== Task objective ==
Reproduce the passage from "The men were" to "was too late." in the news report on prostate cancer testing.

WHILE testing for prostate cancer may be an unpleasant experience, men are still being urged to come for the tests to detect any abnormalities early.
This is the request from CWM Hospital consultant Urologist Dr Sitiveni Kaloucava who has just finished testing 500 men in the different divisions for prostate cancer.
The men were tested as part of a survey sponsored by the Suva Golden Oldies Rugby club and assisted by VanMed labs.
Dr Kaloucava explained societal taboos played a role in holding men back from getting tested.
"The only way to get checked for this killer disease is a way which most men don't like examined and that's from their toilet passage," he said.
"This is something that pushes people away, all the talk about sexuality in our culture whether it be men, women and children talking about sexual organs," he explained.
"And all those things are regarded as a taboo and things that should be discussed behind closed doors."
But he said it was better to be tested before it was too late.
He said the Northern Division had the highest turnout of men coming to get tested for prostate cancer with 200 tested.
"In Lautoka we did 114 people, men above 45 in three days then we came to Suva then we did 170," he added.
He said there were 19 abnormalities found in Labasa, we got about 19 and 14 in Lautoka that would be tested further.
He said he was very grateful to the Suva Golden Oldies Club and to VanMed for providing discounted blood tests.
Suva Golden Oldies Rugby Club President Jope Tuivanuavou also encouraged more men to get tested.
"Please don't be ashamed, it is better to be tested now rather than find out later that you have got it and who knows it might be in a very serious stage then," he said.

== Information provided ==
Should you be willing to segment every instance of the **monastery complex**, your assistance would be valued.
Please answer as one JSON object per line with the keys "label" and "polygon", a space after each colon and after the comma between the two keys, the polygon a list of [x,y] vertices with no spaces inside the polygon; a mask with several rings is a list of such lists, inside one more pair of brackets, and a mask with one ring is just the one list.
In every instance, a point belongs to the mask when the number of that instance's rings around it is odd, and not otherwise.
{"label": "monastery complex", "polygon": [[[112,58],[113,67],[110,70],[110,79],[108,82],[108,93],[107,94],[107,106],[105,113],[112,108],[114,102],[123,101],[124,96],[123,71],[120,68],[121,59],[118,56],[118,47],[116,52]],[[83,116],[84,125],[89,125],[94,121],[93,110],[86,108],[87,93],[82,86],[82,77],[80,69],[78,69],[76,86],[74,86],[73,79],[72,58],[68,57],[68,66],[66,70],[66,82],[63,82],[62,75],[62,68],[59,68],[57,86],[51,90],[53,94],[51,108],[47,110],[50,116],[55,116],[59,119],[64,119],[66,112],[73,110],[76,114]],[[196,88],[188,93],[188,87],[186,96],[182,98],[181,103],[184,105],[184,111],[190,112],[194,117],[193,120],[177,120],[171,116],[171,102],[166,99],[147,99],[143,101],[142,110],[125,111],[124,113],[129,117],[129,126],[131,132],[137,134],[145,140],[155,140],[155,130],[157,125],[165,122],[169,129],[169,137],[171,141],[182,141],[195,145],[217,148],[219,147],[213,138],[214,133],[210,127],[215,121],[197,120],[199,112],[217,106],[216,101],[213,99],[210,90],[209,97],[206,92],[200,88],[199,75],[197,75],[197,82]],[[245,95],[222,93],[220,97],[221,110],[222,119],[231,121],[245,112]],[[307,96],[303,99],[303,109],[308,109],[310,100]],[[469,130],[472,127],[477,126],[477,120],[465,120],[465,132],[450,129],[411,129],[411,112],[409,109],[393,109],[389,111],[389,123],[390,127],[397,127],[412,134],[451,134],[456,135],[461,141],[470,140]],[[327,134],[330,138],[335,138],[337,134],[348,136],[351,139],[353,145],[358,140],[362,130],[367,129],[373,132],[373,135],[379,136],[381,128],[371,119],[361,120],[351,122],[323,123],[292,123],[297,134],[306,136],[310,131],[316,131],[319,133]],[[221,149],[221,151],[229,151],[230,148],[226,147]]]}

== Output below ==
The men were tested as part of a survey sponsored by the Suva Golden Oldies Rugby club and assisted by VanMed labs.
Dr Kaloucava explained societal taboos played a role in holding men back from getting tested.
"The only way to get checked for this killer disease is a way which most men don't like examined and that's from their toilet passage," he said.
"This is something that pushes people away, all the talk about sexuality in our culture whether it be men, women and children talking about sexual organs," he explained.
"And all those things are regarded as a taboo and things that should be discussed behind closed doors."
But he said it was better to be tested before it was too late.